INFORMATION SUPPLIED:
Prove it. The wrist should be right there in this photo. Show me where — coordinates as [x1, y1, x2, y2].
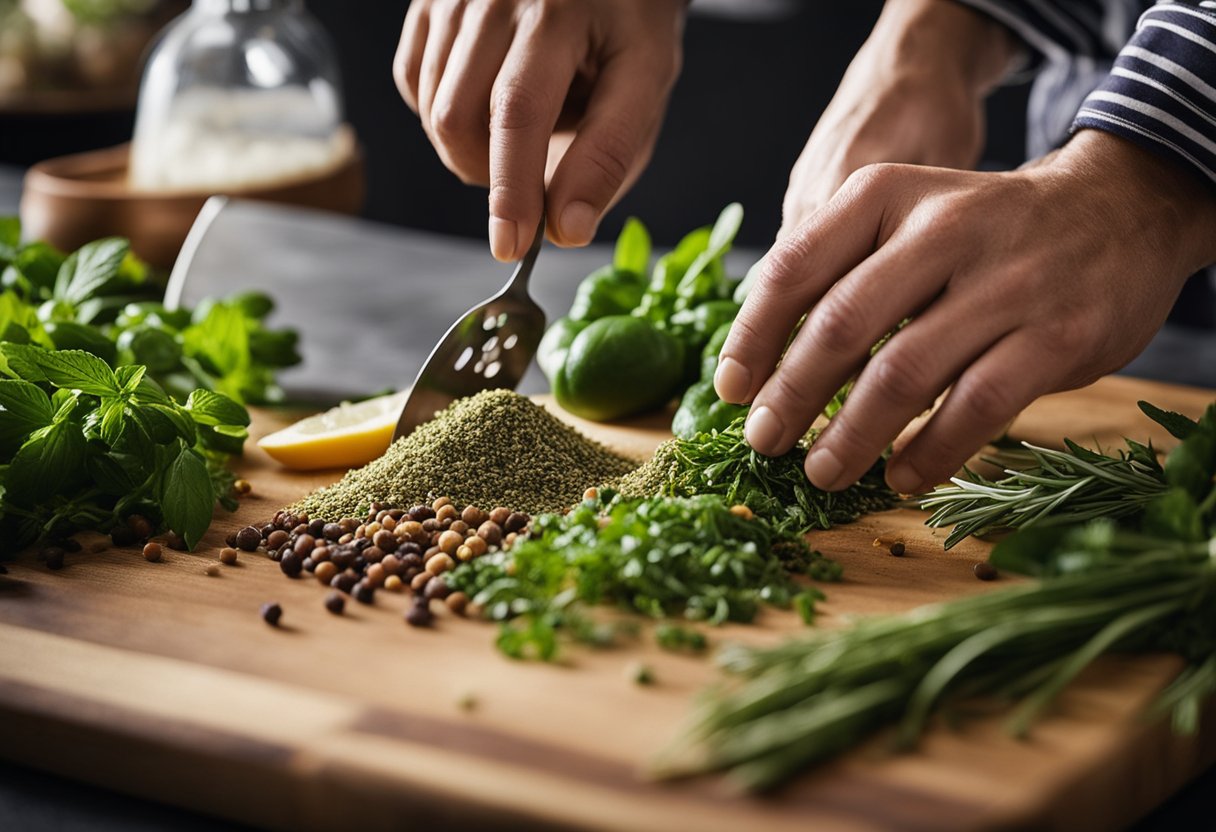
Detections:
[1051, 130, 1216, 275]
[869, 0, 1016, 98]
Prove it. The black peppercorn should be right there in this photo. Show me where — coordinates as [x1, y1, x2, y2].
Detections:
[889, 541, 906, 557]
[424, 578, 450, 601]
[308, 518, 326, 538]
[322, 523, 343, 541]
[331, 571, 359, 594]
[973, 562, 999, 581]
[408, 505, 435, 522]
[235, 526, 262, 552]
[280, 552, 303, 578]
[324, 592, 345, 615]
[260, 602, 283, 626]
[165, 532, 187, 551]
[353, 581, 375, 605]
[400, 552, 424, 570]
[504, 512, 529, 534]
[127, 514, 153, 541]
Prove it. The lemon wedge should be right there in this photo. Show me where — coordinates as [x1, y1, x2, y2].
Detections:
[258, 390, 410, 470]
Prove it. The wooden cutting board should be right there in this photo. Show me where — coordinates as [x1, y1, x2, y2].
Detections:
[1, 374, 1214, 832]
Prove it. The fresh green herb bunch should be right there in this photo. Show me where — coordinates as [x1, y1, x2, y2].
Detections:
[619, 418, 896, 536]
[657, 400, 1216, 792]
[0, 220, 300, 405]
[444, 491, 835, 661]
[0, 345, 250, 552]
[920, 401, 1200, 549]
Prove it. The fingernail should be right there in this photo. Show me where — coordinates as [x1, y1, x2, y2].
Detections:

TASK ITEM: Begin with the line that contains "Prove it. The wooden" and print each line exactly until the data ends, including the last line.

REPLY:
Prove it. The wooden cutting board should be right there in this photo. Show me where — coordinates as [x1, y1, x2, y2].
Detections:
[1, 374, 1214, 832]
Prove it. The fresh green herb bunch should be right there in this photo. Show me where — coordinates as [x1, y1, x2, y2].
Detections:
[619, 418, 896, 536]
[657, 400, 1216, 792]
[0, 220, 300, 405]
[444, 491, 835, 661]
[0, 345, 250, 552]
[920, 401, 1200, 549]
Prove it. The fingernail should be right there in this photo. Show me where — coordinates as [x1, y1, x2, y2].
Detections:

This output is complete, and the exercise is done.